_RECORDS FOR THE EXERCISE_:
+ + + + + + +
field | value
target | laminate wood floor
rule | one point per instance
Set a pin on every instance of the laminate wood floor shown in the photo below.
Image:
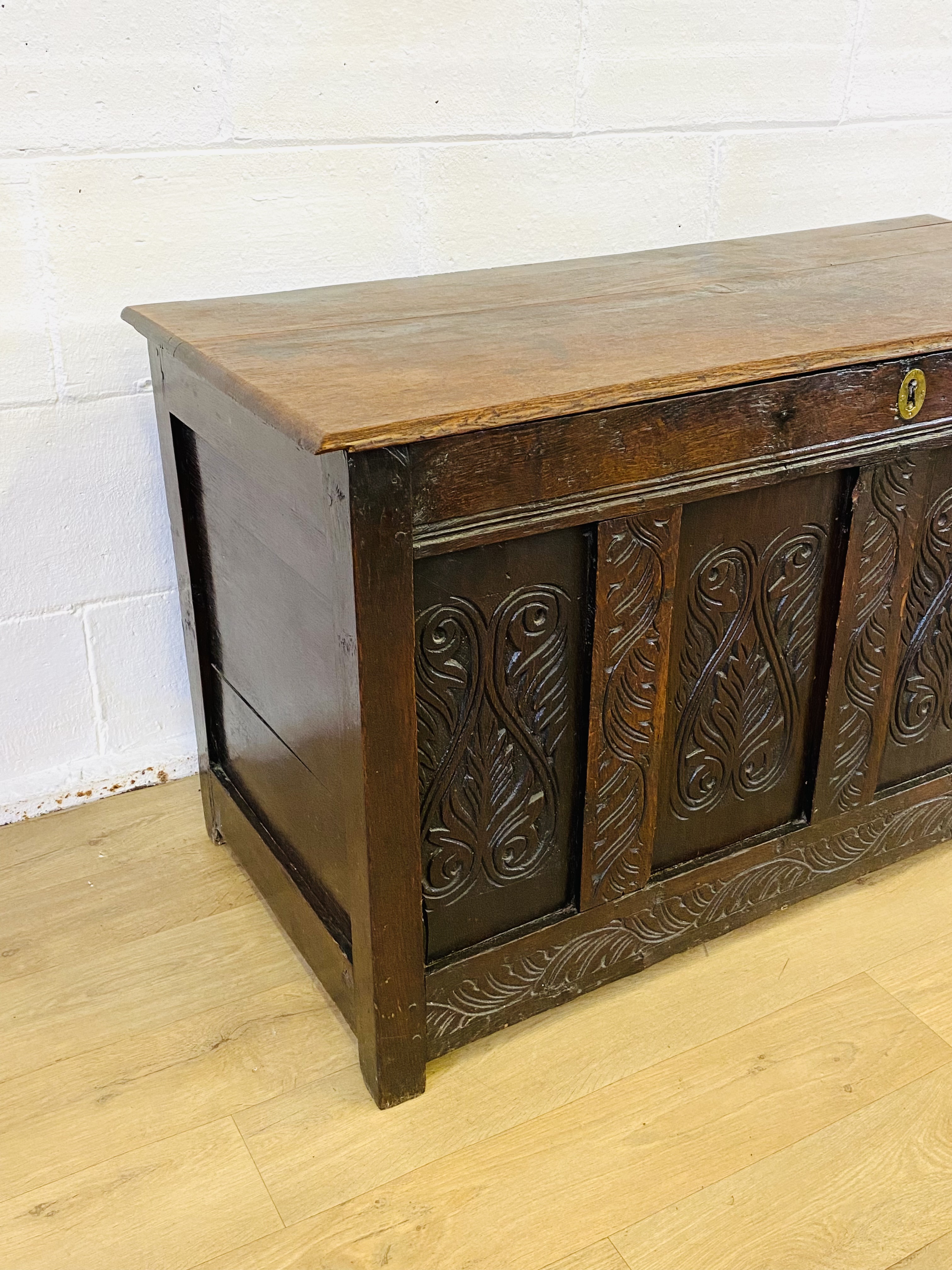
(177, 1091)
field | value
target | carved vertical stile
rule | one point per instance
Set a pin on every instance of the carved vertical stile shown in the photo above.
(634, 587)
(888, 506)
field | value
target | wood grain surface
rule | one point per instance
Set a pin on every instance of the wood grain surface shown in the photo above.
(192, 1099)
(379, 364)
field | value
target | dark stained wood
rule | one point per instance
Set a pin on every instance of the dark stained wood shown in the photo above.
(490, 990)
(391, 364)
(238, 826)
(638, 559)
(530, 614)
(287, 798)
(199, 672)
(386, 912)
(490, 486)
(501, 699)
(920, 723)
(272, 722)
(888, 505)
(758, 573)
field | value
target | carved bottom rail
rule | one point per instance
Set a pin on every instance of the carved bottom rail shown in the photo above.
(501, 986)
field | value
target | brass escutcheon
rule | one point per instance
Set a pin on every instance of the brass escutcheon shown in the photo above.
(912, 394)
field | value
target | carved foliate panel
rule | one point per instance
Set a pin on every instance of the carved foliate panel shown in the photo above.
(667, 918)
(637, 571)
(887, 510)
(920, 726)
(499, 680)
(753, 623)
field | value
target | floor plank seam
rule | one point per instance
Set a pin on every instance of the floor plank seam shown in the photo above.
(254, 1165)
(602, 1089)
(909, 1010)
(786, 1147)
(130, 1036)
(611, 1240)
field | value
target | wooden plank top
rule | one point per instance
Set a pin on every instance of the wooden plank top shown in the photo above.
(379, 364)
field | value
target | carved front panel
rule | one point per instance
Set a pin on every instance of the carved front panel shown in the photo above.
(499, 691)
(887, 511)
(755, 608)
(920, 727)
(637, 568)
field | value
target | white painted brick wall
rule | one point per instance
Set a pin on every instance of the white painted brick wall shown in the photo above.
(197, 148)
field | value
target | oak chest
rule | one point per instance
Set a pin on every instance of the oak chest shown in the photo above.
(544, 621)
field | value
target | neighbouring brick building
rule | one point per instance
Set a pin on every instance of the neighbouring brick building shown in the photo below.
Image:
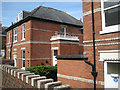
(38, 36)
(107, 39)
+ + + + + + +
_PROBLEM REQUIREMENTS_:
Copy every line from the items above that contains the word "stile".

_RESULT OF THE TASK_:
target | carved vertical stile
Set a pin on every instance of the carved vertical stile shown in the photo above.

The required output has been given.